**PROMPT**
Among the records below, find each line that includes the string "exact" and copy it.

= = =

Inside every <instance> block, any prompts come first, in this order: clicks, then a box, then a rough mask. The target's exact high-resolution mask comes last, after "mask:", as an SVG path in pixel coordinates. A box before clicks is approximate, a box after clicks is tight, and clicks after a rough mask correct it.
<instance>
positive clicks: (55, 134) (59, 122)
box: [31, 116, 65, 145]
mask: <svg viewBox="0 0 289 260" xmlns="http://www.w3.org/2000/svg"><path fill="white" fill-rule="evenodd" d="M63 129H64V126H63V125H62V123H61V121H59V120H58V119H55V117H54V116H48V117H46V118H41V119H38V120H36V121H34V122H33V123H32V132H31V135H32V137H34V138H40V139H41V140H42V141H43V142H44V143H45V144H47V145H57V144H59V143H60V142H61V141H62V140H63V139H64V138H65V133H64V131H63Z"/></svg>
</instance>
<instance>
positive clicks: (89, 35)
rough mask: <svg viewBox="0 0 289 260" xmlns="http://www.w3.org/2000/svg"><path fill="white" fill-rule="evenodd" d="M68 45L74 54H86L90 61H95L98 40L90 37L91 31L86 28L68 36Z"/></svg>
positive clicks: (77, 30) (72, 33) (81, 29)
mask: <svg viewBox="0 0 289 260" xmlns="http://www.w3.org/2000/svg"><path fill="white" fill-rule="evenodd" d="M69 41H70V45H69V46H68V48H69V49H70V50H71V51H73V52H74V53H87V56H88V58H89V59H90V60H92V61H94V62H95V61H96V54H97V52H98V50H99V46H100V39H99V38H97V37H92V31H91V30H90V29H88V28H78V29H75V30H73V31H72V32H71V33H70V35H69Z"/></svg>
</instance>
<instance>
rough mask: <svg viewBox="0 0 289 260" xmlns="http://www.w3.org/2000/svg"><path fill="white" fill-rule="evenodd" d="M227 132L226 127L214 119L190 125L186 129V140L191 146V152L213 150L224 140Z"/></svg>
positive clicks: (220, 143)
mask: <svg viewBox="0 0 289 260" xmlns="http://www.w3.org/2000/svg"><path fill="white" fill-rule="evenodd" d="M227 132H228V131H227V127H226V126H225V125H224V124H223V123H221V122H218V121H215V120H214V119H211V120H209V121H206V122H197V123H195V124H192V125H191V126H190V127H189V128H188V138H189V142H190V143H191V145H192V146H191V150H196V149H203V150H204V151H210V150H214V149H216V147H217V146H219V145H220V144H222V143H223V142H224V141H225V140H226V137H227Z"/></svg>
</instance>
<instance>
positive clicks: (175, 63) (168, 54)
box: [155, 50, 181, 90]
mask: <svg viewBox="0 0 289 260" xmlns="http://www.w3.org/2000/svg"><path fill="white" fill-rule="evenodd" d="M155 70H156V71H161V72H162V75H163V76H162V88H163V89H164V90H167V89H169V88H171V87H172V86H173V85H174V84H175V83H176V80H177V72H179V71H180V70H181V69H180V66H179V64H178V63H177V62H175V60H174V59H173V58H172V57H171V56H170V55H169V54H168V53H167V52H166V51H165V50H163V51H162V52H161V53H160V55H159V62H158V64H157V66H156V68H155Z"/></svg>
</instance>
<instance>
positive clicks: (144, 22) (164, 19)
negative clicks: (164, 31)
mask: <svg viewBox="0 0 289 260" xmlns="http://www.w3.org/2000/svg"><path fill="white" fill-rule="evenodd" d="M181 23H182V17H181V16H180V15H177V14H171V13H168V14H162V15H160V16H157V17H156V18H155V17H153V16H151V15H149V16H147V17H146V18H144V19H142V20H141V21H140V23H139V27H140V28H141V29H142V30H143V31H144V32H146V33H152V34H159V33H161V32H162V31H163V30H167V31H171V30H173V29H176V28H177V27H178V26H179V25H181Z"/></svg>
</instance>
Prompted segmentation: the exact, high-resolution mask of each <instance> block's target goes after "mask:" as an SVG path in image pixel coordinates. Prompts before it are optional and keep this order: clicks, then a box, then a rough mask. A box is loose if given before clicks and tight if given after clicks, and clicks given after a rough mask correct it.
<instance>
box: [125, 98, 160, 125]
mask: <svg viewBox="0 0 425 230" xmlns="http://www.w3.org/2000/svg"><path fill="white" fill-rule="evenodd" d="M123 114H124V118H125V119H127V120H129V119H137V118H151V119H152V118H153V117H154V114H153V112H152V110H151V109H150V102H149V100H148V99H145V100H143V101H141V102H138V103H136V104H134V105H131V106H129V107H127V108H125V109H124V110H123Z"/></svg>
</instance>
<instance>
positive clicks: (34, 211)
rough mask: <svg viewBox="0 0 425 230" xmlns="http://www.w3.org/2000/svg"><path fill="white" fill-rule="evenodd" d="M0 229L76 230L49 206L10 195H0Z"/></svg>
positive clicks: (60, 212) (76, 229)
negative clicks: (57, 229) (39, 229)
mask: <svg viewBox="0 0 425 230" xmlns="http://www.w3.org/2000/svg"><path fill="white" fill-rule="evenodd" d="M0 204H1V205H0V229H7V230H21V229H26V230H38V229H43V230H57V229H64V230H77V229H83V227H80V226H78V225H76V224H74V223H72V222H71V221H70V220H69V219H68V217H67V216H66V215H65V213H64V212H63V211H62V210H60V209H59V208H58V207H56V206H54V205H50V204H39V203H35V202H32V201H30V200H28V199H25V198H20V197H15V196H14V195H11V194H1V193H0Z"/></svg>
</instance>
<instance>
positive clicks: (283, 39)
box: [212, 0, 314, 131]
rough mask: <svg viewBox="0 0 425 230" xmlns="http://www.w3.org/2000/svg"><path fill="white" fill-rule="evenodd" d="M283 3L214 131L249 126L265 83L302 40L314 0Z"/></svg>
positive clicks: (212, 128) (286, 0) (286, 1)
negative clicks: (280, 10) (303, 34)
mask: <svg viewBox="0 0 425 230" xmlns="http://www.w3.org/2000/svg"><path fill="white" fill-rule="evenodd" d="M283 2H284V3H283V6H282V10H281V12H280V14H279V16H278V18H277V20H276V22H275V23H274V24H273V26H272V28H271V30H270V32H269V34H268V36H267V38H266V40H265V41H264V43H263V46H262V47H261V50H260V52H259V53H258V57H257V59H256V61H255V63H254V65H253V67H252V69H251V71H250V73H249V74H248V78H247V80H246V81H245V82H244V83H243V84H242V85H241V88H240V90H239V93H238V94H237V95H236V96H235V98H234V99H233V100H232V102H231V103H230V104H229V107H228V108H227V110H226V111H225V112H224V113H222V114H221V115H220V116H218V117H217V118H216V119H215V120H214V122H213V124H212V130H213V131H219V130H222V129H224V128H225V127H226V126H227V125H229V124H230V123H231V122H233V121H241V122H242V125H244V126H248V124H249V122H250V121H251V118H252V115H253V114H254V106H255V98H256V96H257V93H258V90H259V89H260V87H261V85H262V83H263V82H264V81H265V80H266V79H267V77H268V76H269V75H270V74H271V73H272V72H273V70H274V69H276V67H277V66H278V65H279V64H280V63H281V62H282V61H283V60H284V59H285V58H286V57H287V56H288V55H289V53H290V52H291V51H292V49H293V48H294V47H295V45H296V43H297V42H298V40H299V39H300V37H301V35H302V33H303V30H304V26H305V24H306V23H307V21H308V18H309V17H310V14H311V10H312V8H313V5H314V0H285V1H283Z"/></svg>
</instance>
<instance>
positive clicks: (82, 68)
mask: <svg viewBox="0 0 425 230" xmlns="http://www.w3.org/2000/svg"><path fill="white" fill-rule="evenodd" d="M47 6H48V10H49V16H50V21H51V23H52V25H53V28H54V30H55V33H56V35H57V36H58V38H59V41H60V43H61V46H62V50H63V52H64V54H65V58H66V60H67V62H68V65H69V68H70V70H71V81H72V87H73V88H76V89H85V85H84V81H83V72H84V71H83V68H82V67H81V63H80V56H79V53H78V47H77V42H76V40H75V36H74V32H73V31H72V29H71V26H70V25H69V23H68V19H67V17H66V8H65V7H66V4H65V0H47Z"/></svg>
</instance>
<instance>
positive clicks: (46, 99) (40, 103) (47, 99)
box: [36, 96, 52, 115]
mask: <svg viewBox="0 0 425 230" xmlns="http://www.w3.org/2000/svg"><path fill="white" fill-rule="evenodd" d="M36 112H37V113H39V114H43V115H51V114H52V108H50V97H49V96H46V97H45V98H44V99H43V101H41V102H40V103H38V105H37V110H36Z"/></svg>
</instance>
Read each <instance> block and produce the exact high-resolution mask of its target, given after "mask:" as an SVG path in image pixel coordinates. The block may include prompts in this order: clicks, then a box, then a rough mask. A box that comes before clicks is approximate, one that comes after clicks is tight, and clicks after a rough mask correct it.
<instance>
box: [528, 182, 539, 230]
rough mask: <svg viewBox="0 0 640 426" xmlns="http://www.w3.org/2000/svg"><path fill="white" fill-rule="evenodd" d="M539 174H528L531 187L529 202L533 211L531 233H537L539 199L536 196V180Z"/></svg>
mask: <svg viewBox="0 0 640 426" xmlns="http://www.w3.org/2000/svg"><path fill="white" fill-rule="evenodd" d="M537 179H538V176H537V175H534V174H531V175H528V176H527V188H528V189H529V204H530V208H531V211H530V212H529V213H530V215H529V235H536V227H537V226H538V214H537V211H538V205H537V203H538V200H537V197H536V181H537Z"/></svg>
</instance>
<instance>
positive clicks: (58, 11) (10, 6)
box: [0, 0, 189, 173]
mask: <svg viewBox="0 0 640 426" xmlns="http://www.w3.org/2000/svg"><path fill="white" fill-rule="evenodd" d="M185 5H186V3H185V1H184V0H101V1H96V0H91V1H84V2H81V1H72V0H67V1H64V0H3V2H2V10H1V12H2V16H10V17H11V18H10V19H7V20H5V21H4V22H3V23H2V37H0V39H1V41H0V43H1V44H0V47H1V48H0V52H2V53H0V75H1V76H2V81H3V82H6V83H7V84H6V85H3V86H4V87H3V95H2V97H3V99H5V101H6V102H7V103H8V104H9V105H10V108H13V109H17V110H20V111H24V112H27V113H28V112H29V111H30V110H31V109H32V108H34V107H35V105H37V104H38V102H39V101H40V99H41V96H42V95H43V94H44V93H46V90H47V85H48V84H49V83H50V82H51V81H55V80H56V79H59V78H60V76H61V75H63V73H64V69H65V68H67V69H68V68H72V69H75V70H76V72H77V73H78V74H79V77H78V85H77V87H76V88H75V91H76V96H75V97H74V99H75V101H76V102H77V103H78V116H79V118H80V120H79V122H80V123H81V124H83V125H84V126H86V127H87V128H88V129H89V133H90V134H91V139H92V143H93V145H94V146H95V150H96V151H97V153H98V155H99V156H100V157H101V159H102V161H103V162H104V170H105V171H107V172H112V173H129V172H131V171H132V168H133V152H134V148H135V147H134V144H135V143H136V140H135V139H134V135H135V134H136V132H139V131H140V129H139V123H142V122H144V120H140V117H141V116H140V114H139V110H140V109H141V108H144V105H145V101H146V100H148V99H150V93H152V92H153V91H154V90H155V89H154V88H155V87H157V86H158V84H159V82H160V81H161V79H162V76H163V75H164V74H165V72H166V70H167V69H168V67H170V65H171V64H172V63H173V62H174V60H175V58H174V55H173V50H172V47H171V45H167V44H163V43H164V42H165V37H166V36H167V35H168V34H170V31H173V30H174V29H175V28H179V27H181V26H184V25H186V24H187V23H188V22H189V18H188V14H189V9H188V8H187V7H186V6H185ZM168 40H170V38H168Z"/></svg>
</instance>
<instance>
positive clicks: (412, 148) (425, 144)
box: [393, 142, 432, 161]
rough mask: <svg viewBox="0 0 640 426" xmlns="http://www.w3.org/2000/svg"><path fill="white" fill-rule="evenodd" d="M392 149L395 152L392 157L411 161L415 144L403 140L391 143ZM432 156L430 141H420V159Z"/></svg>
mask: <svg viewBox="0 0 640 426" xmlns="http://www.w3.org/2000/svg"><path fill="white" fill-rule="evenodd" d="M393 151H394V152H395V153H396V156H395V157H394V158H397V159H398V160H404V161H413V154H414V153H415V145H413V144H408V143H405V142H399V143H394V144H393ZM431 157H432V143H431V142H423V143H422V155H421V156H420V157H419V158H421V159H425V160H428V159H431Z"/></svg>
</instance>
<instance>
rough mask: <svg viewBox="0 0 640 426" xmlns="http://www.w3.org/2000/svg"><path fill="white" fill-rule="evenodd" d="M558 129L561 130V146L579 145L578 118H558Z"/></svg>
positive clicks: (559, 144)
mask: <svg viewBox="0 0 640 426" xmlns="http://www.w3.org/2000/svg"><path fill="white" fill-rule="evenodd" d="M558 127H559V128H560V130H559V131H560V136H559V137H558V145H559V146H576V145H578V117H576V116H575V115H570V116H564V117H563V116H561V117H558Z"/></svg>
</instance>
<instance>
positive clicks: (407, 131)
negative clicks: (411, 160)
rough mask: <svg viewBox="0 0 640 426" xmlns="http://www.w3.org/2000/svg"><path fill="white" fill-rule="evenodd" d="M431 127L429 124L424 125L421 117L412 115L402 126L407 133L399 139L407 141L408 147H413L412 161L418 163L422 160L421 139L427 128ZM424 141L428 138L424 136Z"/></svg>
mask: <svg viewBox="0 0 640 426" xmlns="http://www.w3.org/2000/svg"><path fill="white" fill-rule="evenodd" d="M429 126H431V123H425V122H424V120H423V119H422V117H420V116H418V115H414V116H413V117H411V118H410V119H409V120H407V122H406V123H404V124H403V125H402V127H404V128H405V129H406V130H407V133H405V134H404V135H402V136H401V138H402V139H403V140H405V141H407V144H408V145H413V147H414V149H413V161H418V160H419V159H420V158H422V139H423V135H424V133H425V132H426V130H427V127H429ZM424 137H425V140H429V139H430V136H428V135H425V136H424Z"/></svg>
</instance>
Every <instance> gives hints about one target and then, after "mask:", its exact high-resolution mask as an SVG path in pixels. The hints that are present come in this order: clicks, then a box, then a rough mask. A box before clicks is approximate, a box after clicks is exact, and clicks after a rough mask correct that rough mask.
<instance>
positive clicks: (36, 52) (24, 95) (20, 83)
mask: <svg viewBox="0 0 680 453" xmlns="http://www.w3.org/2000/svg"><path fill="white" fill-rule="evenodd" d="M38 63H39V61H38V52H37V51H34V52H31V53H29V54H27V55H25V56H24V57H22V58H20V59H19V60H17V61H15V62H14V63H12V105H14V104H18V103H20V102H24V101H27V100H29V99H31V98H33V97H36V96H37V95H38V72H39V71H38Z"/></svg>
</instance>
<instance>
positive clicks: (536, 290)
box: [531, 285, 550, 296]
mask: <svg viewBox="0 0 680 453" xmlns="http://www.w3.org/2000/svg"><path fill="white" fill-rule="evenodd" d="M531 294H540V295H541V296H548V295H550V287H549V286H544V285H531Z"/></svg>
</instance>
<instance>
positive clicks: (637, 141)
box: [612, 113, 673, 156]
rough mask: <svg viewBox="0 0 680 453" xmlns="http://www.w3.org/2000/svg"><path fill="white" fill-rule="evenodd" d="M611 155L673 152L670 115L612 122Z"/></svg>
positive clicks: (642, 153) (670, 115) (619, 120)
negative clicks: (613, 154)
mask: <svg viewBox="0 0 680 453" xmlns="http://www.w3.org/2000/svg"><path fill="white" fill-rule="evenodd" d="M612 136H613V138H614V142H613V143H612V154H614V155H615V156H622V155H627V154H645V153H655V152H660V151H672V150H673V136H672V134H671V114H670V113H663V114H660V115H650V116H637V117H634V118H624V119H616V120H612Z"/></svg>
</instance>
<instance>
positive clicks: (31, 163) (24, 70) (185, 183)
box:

= = =

**RESPONSE FOR THIS EXERCISE**
Inside every <instance> block, any prompts come first, in this order: clicks, then a box, then a rough mask. The target's exact high-resolution mask comes last, after "mask:", as an SVG path in pixel coordinates. A box before clicks is approximate, a box after clicks is tight, and clicks after a rough mask correct it.
Prompted segmentation: the exact, high-resolution mask of each <instance> block's target goes after "mask:" as an SVG path in image pixel coordinates. Prompts before it are optional and keep this order: clicks, then a box, then a rough mask. A box is loose if given before clicks and tight if given after clicks, and clicks given after a rough mask correct it.
Read each <instance> block and produce the exact high-resolution mask of its target, given after "mask:" as an SVG path in image pixel coordinates. The block may include prompts in this order: clicks, then a box, then a rough mask. A box that comes before clicks is approximate, one that comes after clicks is tight, and clicks after a rough mask correct it.
Every <instance> gives hints about one target and then, after "mask:", its exact high-resolution mask as an SVG path in pixels. The hints that are present come in this order: clicks, then a box, then a rough mask. A box before clicks is approximate, a box after clicks is exact, and clicks after a rough mask correct that rough mask.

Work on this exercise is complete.